» **Excerpt**:
The Dick Van Dyke Show: Five TV Shows that Mattered (II)

The Dick Van Dyke Show: Five TV Shows that Mattered (II) September 25, 2013

What The Andy Griffith Show did for life in the South, the Dick Van Dyke Show did for the suburbs: TV showed a way that a tract home could house great things or at least great fun.

I can never take complaints about the soulless life there seriously, because I knew that Rob and Laura could make it rich. In fact, Laura Petrie loved  the suburbs and if she could do it, then I could too.

Suburbs are only soulless when inhabited by people without souls and there is no reason to think suburbs attract zombies any more than the country or the city. I have known people who confused their urban address with being urbane, but were simply boors. There are rural folk who live up to the stereotypes as if they were an aspirational goal.

Suburbia done right combines the city and the country: the suburban mouse can fit well on a visit with the country or the city mouse cousins. The owner of a suburban house can sit under his own tree, next to his own vine, while being a block from good coffee and books.

The Dick Van Dyke Show showed that a hipster, a JFK loving writer and his family, could be happy in a tract home. Rob and Laura Petrie (played by national treasures Dick Van Dyke and Mary Tyler Moore) modeled hosting a party in limited space. With the right friends, and a flexible floor plan, almost anything was possible from a salon to a floor show in a thirteen-hundred square feet.

Rob Petrie wrote for a national comedy show, but he wanted to go home and be with his wife and child. Despite his “show biz” background, Rob was involved in the PTA, had dinner with his dentist neighbor, and cared about his communities values. He was in New Rochelle and of it.

Dick and Laura owned one television that could be wheeled from room to room. They spent their money on life experiences, not things. If suburbia took a different road forward, toward ostentation and away from culture, blame the commercials during the program not the Dick Van Dyke Show. If we had all done as the Petrie family did, we would have prioritized friendships, community, education, and culture.

Hope, my classical trained musician wife, thought she knew a good model when she viewed one and went out and did it.

We never found anyone as funny as Buddy, but we did have better music than even Sally could provide (looking at you Randy and Kate). We discussed Homer and did some theater. We fit hundreds of people into our house for parties.

The Dick Van Dyke Show was not the only, or even the main reason, for this, but did encourage us to aspire to make suburbia civilized.

We also learned that the chaste could be hot.

[Segmentation data]
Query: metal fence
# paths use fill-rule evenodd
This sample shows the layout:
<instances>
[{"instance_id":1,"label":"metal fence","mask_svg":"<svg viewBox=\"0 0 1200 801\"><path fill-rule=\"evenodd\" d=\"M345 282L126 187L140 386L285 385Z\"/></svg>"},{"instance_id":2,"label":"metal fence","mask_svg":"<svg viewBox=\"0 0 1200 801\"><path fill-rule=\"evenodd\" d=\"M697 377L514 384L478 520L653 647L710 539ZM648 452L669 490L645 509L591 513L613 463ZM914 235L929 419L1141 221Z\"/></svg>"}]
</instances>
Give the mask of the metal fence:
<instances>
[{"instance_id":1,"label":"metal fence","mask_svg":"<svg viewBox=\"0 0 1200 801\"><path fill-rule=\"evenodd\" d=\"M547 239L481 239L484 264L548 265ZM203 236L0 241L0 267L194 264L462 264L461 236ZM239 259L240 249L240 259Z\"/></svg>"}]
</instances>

» **Directive**: From the essay on The Dick Van Dyke Show, could you copy word for word the passage that starts at the words "Dick and Laura" and stops after "and did it."?

» **In response**:
Dick and Laura owned one television that could be wheeled from room to room. They spent their money on life experiences, not things. If suburbia took a different road forward, toward ostentation and away from culture, blame the commercials during the program not the Dick Van Dyke Show. If we had all done as the Petrie family did, we would have prioritized friendships, community, education, and culture.

Hope, my classical trained musician wife, thought she knew a good model when she viewed one and went out and did it.